### PROVIDED PASSAGE
Area(Quadrilateral) = Area(Triangle 1) + Area(Triangle 2)
Important Note:
This method requires knowing the lengths of all four sides of the quadrilateral AND the length of at least one of its diagonals. If only the four side lengths are provided, the area of the quadrilateral cannot be uniquely determined. This is because a quadrilateral is not a rigid figure like a triangle; it can be reshaped (deformed) while keeping the side lengths constant, resulting in different areas (unless it's a special case like a square or rectangle where angles are fixed).
Example 1. A park is in the shape of a quadrilateral ABCD, where $\angle \text{C} = 90^\circ$, AB = 9 m, BC = 12 m, CD = 5 m, and AD = 8 m. Find the area of the park.
Answer:
Given:
A quadrilateral park ABCD with side lengths AB = 9 m, BC = 12 m, CD = 5 m, AD = 8 m, and $\angle \text{C} = 90^\circ$.

### PROBLEM DESCRIPTION
Besides the lengths of all four sides, what must be known for the method in the passage on quadrilateral area to work?

[Data records]
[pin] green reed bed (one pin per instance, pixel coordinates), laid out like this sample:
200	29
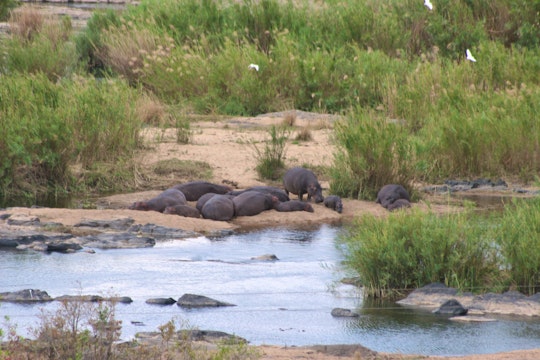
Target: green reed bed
407	250
471	252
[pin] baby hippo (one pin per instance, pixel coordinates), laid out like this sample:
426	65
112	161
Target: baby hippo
293	205
169	197
391	193
302	181
334	202
182	210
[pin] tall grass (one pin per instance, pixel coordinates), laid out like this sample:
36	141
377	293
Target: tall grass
372	152
407	250
518	235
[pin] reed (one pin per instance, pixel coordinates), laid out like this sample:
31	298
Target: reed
410	249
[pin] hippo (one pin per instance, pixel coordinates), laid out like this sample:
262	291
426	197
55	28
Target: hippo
390	193
183	210
334	202
250	203
302	181
193	190
169	197
293	205
218	207
272	190
398	204
203	199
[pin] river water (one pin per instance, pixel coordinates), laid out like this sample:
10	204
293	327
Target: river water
283	302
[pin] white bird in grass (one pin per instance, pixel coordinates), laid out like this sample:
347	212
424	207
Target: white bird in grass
469	56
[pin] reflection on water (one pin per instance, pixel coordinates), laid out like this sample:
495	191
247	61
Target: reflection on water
283	302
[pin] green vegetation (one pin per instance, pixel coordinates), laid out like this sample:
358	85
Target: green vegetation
407	250
270	160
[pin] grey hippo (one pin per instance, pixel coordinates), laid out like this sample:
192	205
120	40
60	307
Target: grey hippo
193	190
390	193
293	205
218	207
169	197
272	190
183	210
300	181
334	202
250	203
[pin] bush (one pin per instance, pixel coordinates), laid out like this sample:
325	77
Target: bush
408	250
518	235
372	152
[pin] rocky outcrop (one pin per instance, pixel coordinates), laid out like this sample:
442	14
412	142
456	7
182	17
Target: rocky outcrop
196	301
432	296
340	312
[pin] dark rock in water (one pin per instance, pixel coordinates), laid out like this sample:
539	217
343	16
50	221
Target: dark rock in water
191	300
436	288
340	312
117	241
63	247
451	307
161	232
161	301
116	224
27	295
23	220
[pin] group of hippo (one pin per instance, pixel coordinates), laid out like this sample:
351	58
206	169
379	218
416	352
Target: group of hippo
220	202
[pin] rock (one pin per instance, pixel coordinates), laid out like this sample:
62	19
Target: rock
161	232
161	301
117	241
451	307
117	224
27	295
340	312
63	247
266	257
23	220
191	301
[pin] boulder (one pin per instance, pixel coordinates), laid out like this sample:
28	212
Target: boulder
195	301
451	307
27	295
340	312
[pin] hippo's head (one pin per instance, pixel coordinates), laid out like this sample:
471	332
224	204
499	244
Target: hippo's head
315	192
398	204
139	205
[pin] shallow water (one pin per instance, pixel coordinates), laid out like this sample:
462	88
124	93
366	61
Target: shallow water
285	302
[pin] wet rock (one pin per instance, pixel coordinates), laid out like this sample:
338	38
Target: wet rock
115	224
23	220
192	301
340	312
117	241
451	307
161	301
266	257
63	247
14	240
161	232
27	295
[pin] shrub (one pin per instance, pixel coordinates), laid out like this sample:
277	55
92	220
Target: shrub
408	250
372	152
270	164
518	234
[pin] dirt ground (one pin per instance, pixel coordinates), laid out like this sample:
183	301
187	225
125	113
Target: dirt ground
227	146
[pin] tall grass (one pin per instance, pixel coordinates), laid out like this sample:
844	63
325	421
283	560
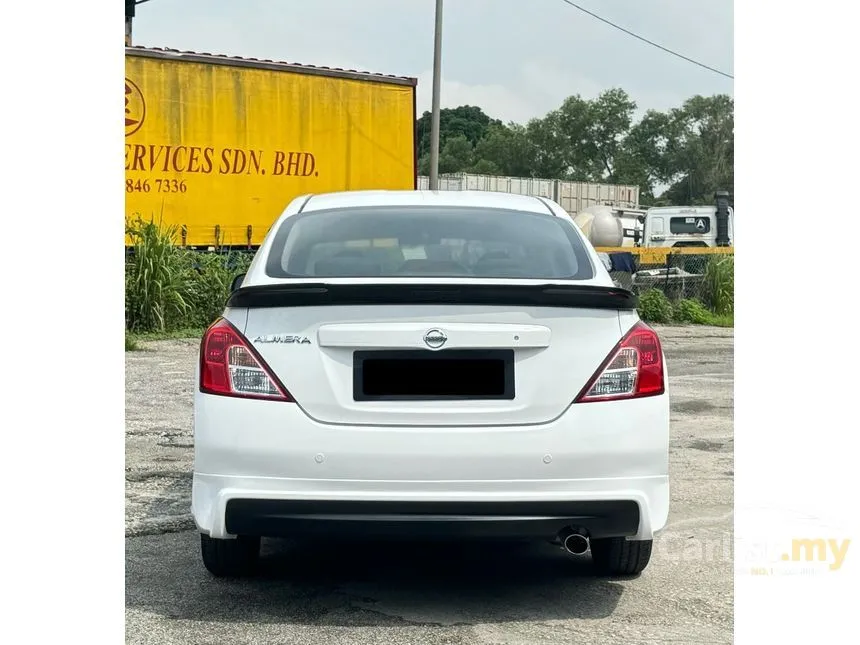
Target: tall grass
154	285
169	288
719	286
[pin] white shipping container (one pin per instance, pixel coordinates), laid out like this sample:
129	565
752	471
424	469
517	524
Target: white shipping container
572	196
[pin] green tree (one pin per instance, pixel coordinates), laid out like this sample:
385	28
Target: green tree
468	121
700	151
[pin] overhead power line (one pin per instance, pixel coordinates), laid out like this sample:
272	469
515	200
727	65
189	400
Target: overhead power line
645	40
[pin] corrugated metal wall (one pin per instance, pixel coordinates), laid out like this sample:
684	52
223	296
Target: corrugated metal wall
572	196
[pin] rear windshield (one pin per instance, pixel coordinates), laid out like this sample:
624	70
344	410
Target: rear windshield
682	225
428	241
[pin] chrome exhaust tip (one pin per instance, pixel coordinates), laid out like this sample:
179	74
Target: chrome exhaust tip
574	541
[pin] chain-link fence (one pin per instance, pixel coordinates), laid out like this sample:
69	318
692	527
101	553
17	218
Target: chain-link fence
706	278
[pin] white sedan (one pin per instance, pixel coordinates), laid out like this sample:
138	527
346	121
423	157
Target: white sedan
451	365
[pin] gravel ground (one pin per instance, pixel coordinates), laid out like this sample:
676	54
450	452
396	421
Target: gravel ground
392	594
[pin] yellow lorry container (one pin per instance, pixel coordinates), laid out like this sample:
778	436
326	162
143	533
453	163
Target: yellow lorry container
218	146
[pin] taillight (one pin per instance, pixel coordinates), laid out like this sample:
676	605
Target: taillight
633	369
229	366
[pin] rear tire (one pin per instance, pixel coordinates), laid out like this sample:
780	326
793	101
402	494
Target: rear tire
621	557
230	558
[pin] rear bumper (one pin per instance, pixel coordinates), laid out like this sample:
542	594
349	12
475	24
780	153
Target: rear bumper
479	520
224	506
266	468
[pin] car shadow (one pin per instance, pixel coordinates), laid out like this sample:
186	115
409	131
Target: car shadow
351	583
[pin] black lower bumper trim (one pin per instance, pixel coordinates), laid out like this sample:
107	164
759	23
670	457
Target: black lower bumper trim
481	520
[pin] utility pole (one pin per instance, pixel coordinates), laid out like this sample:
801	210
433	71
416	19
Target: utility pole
129	17
437	83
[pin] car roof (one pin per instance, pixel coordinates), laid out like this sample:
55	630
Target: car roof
444	198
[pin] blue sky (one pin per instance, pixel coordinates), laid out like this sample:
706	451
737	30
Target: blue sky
516	59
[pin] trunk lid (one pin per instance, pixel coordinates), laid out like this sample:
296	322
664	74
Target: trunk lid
441	356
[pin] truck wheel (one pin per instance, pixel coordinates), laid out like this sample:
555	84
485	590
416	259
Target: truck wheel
620	557
230	558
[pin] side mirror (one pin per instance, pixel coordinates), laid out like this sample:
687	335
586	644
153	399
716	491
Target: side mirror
237	282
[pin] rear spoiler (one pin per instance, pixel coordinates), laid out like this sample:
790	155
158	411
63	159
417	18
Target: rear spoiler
507	295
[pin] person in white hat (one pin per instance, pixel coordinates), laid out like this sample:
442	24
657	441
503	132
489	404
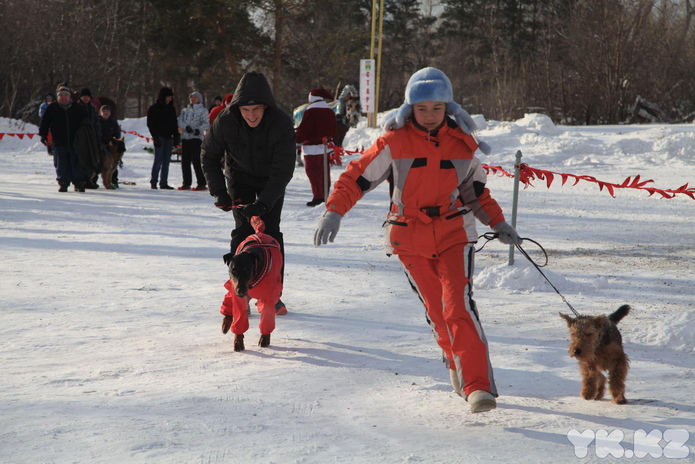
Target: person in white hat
437	187
193	122
318	123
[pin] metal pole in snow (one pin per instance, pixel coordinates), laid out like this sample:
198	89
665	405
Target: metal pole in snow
325	169
515	200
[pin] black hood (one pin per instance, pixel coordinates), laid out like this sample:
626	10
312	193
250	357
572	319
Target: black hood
253	89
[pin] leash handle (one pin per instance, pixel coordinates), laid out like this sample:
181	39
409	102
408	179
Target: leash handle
489	236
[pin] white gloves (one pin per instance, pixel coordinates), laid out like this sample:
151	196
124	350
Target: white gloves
327	228
507	234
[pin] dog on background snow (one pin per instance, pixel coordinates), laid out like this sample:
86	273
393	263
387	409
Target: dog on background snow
596	343
255	271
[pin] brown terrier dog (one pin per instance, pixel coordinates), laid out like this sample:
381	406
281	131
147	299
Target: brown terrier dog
596	343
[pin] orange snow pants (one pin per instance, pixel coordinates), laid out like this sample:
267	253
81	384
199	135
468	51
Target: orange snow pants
238	307
444	286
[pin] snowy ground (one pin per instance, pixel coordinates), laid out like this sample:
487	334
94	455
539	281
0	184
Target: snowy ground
112	350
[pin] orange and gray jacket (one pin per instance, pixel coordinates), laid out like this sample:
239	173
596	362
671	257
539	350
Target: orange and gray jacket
437	188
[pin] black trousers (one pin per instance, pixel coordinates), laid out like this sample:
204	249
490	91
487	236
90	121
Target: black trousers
190	153
246	194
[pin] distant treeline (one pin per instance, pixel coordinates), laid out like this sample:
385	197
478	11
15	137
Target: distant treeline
579	61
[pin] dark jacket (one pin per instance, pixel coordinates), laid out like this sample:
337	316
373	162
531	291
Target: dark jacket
109	130
62	123
262	157
161	118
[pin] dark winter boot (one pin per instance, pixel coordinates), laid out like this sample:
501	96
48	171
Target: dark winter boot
239	342
280	308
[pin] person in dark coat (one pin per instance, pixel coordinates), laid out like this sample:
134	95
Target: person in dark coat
61	120
164	128
87	140
248	155
110	132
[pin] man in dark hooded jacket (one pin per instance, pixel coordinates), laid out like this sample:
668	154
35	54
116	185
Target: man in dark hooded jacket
248	155
61	119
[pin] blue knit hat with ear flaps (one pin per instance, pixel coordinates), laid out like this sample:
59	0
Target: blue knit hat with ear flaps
431	84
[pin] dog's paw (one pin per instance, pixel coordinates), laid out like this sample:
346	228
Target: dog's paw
239	342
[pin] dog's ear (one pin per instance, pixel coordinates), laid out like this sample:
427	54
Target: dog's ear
568	319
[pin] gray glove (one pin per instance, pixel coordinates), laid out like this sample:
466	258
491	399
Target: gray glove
507	234
327	228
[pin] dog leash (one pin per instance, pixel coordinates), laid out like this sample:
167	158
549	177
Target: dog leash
489	236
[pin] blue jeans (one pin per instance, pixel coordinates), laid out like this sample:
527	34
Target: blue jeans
67	166
162	158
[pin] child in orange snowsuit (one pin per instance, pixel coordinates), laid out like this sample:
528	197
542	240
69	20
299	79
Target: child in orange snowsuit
437	192
266	286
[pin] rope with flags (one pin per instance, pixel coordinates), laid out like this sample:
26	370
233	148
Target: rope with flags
529	174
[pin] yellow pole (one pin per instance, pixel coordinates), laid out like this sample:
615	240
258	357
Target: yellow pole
378	65
372	116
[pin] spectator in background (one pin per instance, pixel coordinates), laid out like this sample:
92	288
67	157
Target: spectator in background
61	120
163	126
110	132
47	100
317	123
194	122
349	113
217	101
219	108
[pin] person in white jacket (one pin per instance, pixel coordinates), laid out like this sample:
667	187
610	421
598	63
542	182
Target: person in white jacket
193	122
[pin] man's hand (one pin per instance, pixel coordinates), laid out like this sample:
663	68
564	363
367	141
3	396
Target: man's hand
327	228
224	202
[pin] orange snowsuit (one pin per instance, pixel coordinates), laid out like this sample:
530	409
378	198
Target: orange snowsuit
437	189
267	288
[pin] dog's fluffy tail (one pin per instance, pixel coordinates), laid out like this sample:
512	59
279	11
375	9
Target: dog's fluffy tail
619	314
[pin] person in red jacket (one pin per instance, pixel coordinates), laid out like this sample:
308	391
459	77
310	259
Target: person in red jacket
437	191
317	123
216	110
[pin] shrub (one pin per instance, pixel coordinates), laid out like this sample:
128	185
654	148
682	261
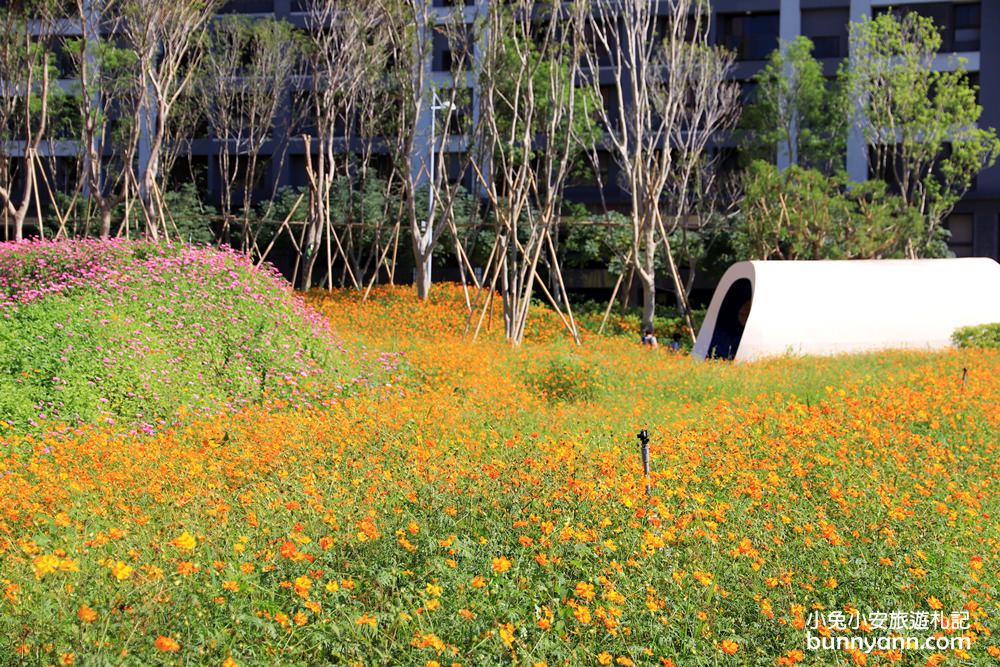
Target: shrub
983	335
565	378
133	332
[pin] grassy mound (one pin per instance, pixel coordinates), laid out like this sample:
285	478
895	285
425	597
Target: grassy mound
136	332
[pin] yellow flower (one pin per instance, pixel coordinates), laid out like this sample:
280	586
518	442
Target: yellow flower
86	614
501	564
45	564
184	541
120	571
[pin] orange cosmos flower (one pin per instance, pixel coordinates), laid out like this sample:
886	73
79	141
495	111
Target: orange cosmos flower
184	541
501	564
166	644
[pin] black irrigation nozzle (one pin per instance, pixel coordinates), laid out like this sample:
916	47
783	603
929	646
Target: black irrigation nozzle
643	437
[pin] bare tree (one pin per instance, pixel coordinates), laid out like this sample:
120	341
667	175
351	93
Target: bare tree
346	55
248	70
166	37
25	54
696	101
411	24
650	109
532	125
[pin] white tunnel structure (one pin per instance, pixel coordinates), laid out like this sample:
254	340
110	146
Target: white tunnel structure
833	307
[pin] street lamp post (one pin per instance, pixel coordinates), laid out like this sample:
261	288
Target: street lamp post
426	231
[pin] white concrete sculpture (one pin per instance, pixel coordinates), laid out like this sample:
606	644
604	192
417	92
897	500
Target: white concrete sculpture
832	307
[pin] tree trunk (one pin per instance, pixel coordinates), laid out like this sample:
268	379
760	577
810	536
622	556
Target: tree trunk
647	276
423	258
105	230
648	283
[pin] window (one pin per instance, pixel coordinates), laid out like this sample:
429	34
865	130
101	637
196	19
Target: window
751	36
248	7
827	28
967	23
961	227
448	49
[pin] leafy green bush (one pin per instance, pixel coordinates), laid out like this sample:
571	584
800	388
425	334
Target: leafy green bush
133	333
982	335
565	378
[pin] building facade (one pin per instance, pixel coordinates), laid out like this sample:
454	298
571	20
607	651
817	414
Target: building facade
752	29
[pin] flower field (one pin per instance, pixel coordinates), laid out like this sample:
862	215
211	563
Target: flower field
469	503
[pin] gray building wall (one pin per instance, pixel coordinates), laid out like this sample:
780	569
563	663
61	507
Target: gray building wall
823	20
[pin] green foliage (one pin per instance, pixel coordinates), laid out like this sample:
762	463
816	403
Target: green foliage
804	214
187	216
131	332
795	108
982	336
550	69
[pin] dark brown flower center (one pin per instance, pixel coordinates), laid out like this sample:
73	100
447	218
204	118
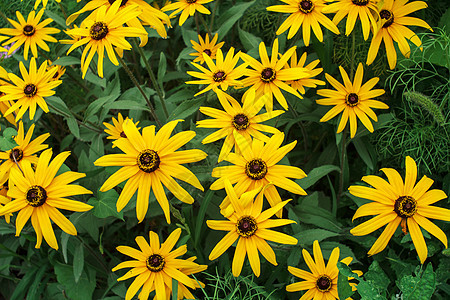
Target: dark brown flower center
219	76
268	75
306	6
98	31
16	155
352	99
36	196
30	90
155	263
388	16
324	283
148	161
246	226
256	169
240	122
405	206
28	30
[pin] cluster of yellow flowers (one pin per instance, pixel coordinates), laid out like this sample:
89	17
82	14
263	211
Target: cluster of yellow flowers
151	159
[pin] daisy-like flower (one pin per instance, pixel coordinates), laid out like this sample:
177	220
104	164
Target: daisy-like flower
149	16
150	161
321	282
31	90
353	99
221	74
115	131
242	120
155	265
255	167
394	20
365	10
269	76
187	8
30	33
399	202
38	194
305	13
309	81
205	46
249	225
105	31
23	153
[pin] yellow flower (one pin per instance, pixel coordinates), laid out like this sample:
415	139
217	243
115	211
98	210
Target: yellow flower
155	265
353	99
30	33
306	13
249	226
309	81
394	17
207	47
222	73
400	203
23	153
116	131
268	77
38	194
150	161
187	8
31	90
105	31
321	282
242	120
149	16
365	10
255	167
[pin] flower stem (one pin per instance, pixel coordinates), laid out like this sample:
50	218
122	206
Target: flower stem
150	105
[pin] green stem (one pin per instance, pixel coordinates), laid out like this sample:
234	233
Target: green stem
150	105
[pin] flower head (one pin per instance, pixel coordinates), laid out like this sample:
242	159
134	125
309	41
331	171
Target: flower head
155	265
38	195
353	99
30	33
249	225
399	202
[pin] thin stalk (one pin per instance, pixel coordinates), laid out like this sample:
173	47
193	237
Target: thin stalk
136	83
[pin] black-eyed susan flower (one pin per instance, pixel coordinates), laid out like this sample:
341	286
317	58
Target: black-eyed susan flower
269	76
30	33
155	265
115	130
365	10
398	202
394	19
255	166
38	195
353	100
187	8
149	16
23	153
242	120
150	161
205	46
321	282
249	225
305	13
221	74
309	81
35	85
105	31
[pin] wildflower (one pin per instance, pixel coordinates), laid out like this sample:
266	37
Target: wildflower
400	203
249	225
353	99
38	194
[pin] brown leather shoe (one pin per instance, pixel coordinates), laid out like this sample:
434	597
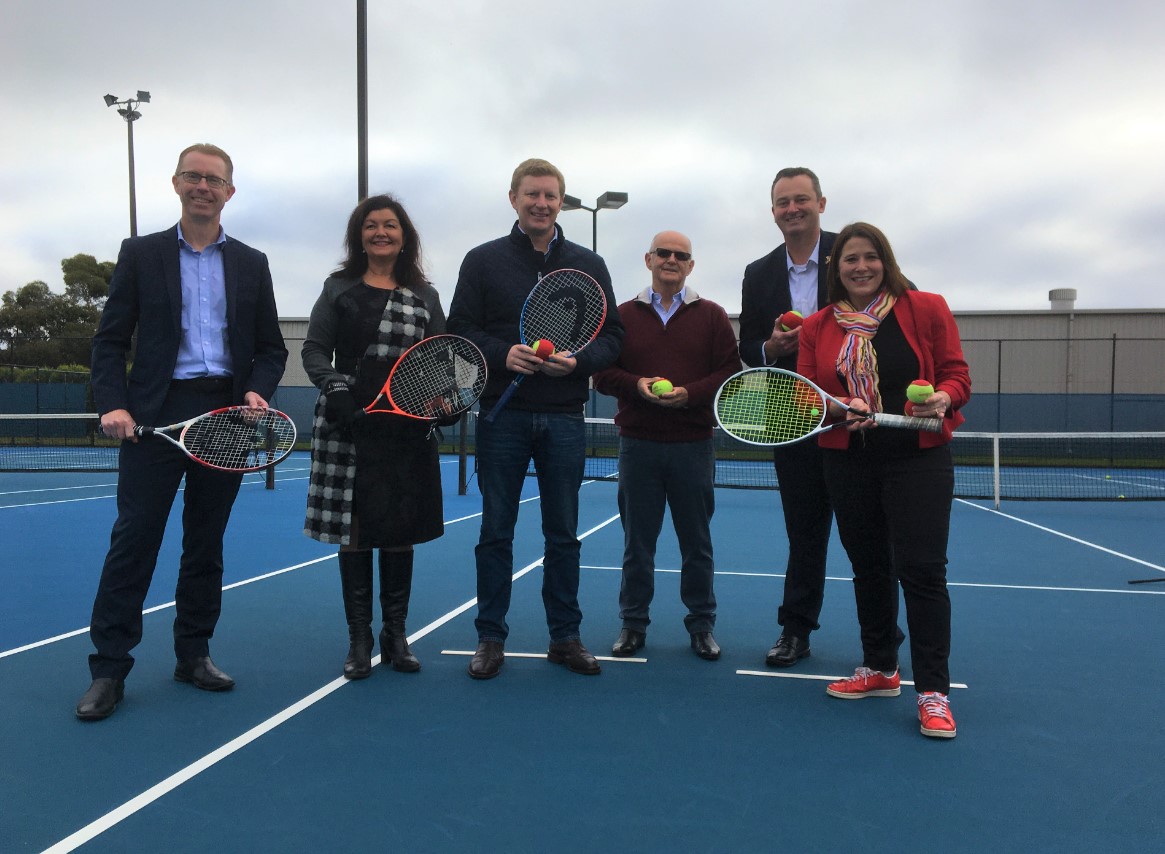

### EXPECTED ANSWER
The length of at least one of its diagonals.